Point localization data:
***
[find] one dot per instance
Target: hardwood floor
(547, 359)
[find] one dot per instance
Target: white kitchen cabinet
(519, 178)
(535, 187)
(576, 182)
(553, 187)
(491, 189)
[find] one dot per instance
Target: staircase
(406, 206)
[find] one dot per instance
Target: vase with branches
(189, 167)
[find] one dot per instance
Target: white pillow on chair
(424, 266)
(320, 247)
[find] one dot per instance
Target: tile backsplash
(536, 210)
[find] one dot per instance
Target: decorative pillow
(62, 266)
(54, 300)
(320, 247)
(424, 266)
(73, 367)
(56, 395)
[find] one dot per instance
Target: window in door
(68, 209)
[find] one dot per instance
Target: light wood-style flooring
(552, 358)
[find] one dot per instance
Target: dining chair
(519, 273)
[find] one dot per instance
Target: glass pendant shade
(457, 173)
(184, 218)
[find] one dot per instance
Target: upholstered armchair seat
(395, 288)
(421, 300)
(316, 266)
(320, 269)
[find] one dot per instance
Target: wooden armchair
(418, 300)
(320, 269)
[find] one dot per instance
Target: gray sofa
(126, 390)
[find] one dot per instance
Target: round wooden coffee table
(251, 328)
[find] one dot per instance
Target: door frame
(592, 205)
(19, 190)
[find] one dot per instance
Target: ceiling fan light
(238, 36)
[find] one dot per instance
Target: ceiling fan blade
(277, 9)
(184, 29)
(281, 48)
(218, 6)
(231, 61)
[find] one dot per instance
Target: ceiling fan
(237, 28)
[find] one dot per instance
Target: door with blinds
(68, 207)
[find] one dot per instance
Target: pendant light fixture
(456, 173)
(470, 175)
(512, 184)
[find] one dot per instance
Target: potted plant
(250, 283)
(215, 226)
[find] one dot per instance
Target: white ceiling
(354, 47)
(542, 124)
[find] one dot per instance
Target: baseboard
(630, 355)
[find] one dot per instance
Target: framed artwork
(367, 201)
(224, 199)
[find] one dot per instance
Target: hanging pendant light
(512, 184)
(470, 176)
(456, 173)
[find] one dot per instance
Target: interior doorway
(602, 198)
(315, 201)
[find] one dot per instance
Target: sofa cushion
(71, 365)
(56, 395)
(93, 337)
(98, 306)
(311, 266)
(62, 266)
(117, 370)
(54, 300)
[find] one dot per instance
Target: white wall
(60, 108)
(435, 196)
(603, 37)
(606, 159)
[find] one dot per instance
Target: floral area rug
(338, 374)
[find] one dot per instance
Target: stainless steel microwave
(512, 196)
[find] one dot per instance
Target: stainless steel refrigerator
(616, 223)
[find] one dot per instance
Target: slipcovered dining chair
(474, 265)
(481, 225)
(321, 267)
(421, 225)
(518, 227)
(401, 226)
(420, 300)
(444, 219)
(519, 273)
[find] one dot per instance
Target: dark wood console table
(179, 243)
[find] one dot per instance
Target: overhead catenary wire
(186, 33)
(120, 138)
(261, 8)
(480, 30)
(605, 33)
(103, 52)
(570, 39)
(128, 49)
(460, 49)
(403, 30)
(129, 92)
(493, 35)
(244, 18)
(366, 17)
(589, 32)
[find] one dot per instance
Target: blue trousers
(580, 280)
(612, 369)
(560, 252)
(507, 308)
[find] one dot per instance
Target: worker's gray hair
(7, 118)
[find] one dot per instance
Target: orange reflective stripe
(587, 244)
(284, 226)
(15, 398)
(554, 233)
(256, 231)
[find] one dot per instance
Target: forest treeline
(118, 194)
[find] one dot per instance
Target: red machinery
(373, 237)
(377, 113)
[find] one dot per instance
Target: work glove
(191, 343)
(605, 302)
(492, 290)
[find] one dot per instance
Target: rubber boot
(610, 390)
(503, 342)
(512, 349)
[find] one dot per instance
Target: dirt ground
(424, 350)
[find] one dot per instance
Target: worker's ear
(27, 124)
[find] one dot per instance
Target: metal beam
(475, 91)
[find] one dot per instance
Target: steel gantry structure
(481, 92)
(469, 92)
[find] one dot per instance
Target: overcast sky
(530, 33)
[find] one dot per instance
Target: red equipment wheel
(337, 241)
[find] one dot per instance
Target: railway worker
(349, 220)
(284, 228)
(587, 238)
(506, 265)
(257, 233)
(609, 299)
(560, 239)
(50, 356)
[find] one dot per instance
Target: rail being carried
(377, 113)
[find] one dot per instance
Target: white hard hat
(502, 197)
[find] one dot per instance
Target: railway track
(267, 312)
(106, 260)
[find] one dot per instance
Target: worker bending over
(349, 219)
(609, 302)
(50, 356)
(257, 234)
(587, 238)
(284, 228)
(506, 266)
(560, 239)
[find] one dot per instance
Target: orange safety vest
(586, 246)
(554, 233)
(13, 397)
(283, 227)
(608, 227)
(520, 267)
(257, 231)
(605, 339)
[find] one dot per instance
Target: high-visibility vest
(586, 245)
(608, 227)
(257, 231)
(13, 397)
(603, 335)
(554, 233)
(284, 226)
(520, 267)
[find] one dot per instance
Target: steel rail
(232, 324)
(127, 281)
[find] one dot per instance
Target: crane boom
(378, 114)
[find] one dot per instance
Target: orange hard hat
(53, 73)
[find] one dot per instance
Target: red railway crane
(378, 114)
***
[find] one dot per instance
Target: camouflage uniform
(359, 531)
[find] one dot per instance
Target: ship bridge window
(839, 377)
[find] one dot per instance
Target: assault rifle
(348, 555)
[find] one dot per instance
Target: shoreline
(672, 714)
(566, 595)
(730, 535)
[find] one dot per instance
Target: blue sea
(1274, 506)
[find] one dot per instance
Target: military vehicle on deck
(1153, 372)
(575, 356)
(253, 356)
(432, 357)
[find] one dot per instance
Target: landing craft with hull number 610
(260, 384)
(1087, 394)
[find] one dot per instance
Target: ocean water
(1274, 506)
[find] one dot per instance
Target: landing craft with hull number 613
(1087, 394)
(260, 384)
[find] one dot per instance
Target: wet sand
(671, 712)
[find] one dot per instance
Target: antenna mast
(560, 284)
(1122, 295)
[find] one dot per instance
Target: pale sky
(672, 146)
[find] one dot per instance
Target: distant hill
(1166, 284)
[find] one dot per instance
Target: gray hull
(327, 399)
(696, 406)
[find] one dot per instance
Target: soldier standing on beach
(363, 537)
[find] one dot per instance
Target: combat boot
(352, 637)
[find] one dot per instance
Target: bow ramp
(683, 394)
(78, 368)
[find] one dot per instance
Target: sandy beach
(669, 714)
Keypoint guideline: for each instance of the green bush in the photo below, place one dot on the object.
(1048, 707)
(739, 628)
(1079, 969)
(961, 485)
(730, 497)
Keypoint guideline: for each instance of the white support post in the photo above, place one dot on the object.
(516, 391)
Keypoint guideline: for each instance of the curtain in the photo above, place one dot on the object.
***
# Problem description:
Output only an exact transcription of the lines above from the one with "Target: gray hull" up to and including the one with "Keypoint guideline: for each instance of the curtain".

# Task output:
Target: gray hull
(327, 399)
(696, 406)
[find] one dot per instance
Target: soldier standing on beach
(363, 537)
[find] one dot per instance
Target: combat boot
(352, 637)
[find] one dot per instance
Target: bow ramp
(683, 394)
(78, 368)
[find] one dot per instance
Target: sandy beach
(669, 714)
Keypoint guideline: for each instance of the green bush in the photo below, place one dot on the object.
(1048, 707)
(739, 628)
(1079, 969)
(961, 485)
(730, 497)
Keypoint guideline: for each instance of the white support post in the photo above, place one dot on the object.
(516, 391)
Keypoint guideline: for each instance of the curtain in the photo above, place one dot on the object.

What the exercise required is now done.